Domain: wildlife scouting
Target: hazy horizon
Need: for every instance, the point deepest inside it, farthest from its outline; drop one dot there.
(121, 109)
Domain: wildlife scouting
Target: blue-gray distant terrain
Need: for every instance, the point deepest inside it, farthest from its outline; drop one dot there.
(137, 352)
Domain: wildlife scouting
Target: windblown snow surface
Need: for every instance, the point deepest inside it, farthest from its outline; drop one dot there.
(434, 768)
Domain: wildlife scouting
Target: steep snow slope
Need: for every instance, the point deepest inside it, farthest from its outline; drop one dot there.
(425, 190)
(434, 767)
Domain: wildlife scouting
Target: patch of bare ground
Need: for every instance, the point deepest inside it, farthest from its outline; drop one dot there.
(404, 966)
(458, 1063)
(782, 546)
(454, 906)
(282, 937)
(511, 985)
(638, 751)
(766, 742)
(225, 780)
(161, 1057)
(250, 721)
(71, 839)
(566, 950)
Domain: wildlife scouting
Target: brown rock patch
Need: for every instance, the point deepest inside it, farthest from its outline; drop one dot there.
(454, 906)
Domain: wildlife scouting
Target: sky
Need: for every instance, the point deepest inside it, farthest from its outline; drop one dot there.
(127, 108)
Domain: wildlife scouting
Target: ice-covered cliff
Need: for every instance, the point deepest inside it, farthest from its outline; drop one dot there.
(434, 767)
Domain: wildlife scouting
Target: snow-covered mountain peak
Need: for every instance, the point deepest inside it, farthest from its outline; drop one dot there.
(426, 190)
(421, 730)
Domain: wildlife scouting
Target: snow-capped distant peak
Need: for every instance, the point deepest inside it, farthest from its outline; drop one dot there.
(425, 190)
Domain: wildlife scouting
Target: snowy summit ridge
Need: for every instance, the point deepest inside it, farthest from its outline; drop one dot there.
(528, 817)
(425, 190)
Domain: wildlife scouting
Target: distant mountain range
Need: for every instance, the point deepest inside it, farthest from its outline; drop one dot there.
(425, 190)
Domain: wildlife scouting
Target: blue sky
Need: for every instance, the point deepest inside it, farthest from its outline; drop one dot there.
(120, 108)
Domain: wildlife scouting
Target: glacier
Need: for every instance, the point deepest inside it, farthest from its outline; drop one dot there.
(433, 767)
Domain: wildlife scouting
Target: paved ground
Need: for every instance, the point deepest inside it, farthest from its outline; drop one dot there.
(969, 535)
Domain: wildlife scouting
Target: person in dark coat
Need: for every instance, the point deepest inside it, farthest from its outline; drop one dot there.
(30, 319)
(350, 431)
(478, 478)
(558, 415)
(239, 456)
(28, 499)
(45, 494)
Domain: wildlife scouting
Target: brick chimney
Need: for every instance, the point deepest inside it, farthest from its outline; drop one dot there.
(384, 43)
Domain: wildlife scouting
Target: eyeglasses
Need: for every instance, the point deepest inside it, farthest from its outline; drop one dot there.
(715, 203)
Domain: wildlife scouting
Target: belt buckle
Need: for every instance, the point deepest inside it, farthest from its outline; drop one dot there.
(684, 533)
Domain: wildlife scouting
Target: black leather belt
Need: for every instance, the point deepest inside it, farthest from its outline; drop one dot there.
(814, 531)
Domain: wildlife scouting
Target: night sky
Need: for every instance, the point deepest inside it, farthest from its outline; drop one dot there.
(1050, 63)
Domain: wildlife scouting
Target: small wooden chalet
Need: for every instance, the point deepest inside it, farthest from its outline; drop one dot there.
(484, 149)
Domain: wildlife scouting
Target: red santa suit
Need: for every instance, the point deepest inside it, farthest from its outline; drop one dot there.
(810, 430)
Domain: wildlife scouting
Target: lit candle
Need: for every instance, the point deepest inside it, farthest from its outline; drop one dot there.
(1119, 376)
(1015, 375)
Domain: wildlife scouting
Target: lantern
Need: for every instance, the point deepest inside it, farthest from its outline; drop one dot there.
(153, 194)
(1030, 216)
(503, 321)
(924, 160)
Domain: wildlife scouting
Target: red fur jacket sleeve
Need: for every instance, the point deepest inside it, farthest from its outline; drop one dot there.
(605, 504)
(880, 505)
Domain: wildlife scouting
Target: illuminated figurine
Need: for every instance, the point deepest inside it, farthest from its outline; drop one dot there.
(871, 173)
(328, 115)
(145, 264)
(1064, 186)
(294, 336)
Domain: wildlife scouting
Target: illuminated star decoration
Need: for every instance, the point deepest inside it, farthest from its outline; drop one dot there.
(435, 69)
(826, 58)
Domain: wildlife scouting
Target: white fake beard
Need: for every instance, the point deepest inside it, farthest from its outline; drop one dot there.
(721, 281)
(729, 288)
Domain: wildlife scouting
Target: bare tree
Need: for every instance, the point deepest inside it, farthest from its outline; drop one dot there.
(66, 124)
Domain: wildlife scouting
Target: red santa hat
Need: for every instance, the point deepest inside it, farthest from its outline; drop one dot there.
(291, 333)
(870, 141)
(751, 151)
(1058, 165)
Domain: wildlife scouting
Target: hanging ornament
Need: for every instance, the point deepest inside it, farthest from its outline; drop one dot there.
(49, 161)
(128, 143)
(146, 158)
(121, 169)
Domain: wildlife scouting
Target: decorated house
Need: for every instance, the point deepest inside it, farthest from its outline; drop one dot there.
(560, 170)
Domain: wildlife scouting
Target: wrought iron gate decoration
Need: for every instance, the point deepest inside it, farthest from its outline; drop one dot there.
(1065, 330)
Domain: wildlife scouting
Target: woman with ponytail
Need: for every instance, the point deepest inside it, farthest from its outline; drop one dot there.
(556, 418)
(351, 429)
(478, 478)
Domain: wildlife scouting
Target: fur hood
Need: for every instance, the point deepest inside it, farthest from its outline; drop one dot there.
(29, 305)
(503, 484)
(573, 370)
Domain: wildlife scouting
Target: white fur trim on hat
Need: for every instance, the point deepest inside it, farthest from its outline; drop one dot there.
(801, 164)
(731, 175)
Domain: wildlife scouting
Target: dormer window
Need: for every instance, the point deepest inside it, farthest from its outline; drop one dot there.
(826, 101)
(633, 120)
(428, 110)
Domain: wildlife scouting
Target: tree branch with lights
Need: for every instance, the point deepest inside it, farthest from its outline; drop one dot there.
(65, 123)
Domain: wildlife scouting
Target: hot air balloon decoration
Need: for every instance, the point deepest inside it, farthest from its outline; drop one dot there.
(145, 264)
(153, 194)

- Goal of the exercise -
Output the listing verbatim through the "Target: snowy summit ridge" line.

- Result of this task -
Domain: wildlife scouting
Target: hazy horizon
Need: for every instance, the point deepest inside it, farthest from its outline; drop one dot there.
(121, 109)
Domain: wildlife scouting
Target: blue-gray distant terrain
Need: for every instance, the point deepest inside it, farthest from its outline; drop one dot there.
(137, 352)
Domain: wildlife scouting
Target: windblown snow surface
Need: for every instance, the point deepest inside it, farthest from its outline; drop one dot there.
(434, 768)
Domain: wildlife scouting
Target: steep snow slope
Need: for every instance, the point deepest inside it, farthest from its outline; drop one dot there.
(425, 190)
(434, 767)
Domain: wildlife scouting
Target: patch of bare ground
Need: for every instance, the point deepest inside it, farthest from its outline; drop one dot there.
(404, 966)
(458, 1063)
(782, 546)
(454, 906)
(282, 937)
(511, 985)
(638, 751)
(766, 742)
(225, 780)
(161, 1057)
(250, 721)
(71, 839)
(566, 950)
Domain: wildlife scouting
Target: brown rock patch
Need: for every instance, the point deepest inside it, farthest from its outline; drop one dot there.
(454, 906)
Domain: wildlife scouting
Target: sky
Need: for every instance, the point deepest inside it, farthest from its outline; drop one dot there.
(127, 108)
Domain: wildlife scouting
Target: ice-covered cliff
Need: for every instance, the point deepest inside it, farthest from its outline; drop one dot there.
(434, 767)
Domain: wildlife scouting
Target: snow-covered mountain peak
Need: for every instance, the point deepest inside it, farthest from its outline; drop one dot there.
(426, 190)
(421, 730)
Domain: wildlife scouting
Target: snow-capped distant peak
Need: for every instance, the point deepest inside it, farthest from its outline; drop one dot there.
(425, 190)
Domain: wildlife scouting
Target: snowy summit ridge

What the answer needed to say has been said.